┌──

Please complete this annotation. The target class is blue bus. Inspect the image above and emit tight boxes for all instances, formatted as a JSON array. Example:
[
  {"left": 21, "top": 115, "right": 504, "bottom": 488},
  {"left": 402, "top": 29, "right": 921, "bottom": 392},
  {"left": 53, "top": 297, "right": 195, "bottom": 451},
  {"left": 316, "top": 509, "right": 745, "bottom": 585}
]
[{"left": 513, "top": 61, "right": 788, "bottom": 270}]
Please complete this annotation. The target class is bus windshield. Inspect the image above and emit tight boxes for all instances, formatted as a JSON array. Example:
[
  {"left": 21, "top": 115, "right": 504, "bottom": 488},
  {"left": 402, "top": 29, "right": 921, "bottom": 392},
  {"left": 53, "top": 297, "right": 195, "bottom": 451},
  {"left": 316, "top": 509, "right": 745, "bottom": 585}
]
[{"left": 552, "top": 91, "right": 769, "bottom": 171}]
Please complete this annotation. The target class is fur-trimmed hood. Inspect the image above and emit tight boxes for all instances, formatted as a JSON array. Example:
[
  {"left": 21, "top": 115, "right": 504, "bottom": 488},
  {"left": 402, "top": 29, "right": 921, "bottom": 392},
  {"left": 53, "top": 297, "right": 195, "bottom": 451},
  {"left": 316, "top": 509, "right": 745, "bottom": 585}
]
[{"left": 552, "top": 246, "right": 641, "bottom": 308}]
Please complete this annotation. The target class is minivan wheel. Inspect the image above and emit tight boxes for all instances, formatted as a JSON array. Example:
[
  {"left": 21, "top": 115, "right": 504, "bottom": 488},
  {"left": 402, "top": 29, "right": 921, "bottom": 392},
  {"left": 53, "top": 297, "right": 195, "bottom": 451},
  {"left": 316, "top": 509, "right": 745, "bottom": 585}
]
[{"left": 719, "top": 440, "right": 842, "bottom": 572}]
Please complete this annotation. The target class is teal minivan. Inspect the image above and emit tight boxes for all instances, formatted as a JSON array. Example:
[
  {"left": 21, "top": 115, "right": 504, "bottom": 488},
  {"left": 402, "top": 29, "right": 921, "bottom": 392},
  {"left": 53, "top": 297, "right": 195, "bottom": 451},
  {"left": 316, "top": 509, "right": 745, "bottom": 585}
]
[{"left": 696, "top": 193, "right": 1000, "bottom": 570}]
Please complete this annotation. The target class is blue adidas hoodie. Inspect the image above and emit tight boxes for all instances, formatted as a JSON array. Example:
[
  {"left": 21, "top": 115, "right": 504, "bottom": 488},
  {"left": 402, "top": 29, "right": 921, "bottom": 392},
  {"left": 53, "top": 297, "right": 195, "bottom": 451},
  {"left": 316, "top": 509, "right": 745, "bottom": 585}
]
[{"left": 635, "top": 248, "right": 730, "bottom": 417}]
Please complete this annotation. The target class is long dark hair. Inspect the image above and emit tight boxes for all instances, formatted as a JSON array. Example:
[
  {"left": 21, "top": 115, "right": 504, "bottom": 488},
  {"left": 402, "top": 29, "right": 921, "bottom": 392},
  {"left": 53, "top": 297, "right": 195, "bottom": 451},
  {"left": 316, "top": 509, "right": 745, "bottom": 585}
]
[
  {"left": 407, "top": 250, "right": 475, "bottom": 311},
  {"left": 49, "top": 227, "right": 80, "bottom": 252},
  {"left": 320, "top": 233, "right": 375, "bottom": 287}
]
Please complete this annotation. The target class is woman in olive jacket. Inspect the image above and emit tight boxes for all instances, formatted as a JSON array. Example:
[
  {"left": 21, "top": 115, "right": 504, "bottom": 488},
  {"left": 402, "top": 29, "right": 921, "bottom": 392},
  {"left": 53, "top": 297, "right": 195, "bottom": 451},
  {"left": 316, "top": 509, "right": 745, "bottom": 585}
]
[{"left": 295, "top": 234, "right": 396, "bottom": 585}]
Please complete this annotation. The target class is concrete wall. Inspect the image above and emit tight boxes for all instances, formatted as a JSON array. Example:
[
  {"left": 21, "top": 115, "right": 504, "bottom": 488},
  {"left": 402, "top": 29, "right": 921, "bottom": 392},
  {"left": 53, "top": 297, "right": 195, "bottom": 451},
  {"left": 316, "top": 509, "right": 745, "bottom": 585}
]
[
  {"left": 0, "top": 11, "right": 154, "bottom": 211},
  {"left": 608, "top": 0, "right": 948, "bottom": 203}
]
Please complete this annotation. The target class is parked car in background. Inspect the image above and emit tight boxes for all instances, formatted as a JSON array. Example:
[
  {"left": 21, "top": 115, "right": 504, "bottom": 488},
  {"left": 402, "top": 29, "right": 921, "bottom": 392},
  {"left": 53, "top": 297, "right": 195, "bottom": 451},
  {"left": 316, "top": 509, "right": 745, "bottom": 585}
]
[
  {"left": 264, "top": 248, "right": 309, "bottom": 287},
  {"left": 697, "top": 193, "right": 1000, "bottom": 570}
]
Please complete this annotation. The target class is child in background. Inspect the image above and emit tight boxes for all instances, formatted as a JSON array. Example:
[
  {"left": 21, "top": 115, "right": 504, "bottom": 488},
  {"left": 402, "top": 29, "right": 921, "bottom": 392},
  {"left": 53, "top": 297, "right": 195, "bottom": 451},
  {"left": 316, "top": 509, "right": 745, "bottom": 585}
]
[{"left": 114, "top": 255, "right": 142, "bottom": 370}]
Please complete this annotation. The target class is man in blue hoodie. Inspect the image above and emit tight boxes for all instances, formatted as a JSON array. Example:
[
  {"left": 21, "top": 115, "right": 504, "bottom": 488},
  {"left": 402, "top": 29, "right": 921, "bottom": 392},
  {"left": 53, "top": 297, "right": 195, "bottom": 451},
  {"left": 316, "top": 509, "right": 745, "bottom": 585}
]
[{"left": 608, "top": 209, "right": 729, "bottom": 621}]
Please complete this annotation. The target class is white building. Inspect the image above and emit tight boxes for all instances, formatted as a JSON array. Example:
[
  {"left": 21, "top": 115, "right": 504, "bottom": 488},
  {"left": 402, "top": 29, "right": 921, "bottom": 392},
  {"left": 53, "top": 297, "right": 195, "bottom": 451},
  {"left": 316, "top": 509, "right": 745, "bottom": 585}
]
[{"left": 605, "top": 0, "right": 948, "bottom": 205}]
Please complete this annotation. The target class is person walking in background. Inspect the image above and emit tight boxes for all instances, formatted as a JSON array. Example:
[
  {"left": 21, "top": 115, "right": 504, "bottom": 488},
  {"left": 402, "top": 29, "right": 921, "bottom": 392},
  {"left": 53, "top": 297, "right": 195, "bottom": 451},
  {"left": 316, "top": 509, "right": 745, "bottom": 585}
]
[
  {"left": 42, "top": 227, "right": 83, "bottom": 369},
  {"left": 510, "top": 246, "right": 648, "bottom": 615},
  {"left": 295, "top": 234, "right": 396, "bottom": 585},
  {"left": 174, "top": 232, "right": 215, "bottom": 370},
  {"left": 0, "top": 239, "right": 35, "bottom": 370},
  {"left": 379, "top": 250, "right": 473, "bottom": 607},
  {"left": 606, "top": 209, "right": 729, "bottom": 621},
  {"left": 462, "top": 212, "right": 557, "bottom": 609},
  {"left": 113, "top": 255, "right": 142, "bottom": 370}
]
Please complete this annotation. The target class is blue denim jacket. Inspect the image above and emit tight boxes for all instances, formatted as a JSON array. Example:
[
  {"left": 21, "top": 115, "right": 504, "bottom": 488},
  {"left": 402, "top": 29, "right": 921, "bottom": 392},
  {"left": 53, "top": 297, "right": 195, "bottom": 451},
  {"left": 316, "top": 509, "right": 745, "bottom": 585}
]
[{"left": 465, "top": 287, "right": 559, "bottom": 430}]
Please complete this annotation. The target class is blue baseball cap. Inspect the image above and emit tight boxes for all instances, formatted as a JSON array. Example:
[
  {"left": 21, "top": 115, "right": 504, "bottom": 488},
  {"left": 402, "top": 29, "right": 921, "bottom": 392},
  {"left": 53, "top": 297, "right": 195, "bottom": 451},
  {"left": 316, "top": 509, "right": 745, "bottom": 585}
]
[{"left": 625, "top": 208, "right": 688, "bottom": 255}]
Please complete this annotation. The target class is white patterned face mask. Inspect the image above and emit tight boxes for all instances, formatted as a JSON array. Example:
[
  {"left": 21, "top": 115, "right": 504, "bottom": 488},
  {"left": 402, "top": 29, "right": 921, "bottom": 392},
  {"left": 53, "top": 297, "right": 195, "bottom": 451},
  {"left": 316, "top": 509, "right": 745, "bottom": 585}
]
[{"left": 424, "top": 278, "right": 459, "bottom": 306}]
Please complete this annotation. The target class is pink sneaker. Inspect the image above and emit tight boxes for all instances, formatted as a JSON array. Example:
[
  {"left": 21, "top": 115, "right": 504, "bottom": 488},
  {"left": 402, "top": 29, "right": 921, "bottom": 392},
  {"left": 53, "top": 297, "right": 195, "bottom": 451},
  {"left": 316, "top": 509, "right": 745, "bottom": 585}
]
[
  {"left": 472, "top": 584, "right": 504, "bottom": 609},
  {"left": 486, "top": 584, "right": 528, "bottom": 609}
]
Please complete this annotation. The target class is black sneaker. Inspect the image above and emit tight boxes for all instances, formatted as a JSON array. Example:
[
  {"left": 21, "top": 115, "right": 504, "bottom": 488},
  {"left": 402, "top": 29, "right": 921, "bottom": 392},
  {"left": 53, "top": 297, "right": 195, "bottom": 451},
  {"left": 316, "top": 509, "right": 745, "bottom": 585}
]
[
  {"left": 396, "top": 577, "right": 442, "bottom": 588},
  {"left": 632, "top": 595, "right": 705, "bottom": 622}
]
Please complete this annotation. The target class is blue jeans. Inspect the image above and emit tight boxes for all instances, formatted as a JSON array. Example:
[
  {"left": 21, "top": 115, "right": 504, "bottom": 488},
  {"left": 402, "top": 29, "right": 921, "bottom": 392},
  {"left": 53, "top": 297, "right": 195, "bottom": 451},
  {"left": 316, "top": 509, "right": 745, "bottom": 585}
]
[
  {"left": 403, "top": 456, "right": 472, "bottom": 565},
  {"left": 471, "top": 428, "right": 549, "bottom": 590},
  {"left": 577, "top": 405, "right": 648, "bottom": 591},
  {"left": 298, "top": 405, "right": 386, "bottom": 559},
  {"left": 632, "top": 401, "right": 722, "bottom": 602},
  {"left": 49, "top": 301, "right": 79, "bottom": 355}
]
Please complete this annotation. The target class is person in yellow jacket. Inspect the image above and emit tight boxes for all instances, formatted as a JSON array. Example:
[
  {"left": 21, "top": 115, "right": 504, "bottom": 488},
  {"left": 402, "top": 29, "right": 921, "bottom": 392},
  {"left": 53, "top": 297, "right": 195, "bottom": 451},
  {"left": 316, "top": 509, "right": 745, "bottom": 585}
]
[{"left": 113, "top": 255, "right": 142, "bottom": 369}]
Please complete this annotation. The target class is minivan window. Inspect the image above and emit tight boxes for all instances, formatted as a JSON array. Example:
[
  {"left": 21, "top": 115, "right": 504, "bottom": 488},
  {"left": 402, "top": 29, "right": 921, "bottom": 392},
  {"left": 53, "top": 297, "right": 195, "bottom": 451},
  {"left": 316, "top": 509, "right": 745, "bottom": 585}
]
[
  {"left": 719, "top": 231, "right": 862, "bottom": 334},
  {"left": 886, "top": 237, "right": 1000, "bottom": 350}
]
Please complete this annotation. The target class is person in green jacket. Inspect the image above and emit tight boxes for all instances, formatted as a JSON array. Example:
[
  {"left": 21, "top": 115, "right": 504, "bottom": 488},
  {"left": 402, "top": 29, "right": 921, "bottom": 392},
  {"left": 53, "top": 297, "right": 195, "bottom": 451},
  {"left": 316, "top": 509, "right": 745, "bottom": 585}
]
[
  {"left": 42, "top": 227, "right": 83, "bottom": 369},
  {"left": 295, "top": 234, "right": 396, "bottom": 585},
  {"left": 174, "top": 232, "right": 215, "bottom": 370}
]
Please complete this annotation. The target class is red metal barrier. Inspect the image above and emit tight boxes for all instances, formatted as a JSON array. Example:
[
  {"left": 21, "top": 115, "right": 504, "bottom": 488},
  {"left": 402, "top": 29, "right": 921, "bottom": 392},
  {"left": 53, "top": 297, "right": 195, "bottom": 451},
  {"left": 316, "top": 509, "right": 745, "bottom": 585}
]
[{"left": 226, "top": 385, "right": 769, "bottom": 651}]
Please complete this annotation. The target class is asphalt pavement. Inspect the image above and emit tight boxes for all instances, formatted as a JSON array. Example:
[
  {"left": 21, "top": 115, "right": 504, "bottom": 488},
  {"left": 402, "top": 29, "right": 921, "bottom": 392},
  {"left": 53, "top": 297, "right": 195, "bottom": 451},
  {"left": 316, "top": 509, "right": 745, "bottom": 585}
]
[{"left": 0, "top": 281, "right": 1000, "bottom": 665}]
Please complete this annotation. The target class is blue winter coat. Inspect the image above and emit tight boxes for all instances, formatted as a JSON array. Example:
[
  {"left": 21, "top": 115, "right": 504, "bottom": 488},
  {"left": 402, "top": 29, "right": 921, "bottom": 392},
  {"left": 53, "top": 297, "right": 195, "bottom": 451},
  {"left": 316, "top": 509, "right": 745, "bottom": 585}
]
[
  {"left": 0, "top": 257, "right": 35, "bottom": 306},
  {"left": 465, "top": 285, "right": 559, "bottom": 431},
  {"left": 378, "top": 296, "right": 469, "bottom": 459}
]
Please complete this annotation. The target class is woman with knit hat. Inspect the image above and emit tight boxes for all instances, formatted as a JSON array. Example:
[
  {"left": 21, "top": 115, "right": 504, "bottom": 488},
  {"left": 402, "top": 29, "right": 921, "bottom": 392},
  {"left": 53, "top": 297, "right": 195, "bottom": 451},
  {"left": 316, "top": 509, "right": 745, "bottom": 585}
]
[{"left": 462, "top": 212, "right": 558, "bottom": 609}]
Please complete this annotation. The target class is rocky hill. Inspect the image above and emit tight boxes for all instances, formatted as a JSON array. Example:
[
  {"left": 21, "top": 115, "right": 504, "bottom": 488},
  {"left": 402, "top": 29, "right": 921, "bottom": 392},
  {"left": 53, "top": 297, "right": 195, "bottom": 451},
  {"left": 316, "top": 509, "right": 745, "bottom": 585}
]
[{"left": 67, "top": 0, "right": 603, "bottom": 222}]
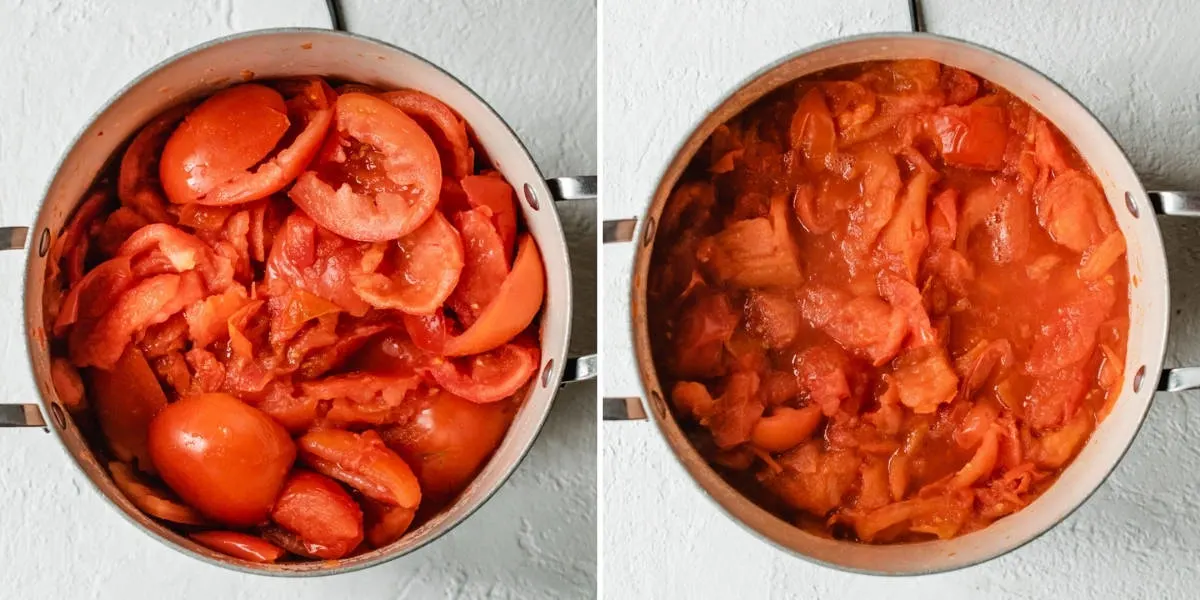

└──

_What to do:_ Pick out each line of the records above that contains the string "hoodie" and copy those lines. Case counts.

_Answer to this problem:_
Please complete this annotation. The target class is blue adidas hoodie. Inspect the image above and emit tight boxes for all instances, formatted as a JSON array. Example:
Please complete this annotation. The target class is man in blue hoodie. Inspect the image above and emit tight boxes for all instances, formatted as a JSON array. Example:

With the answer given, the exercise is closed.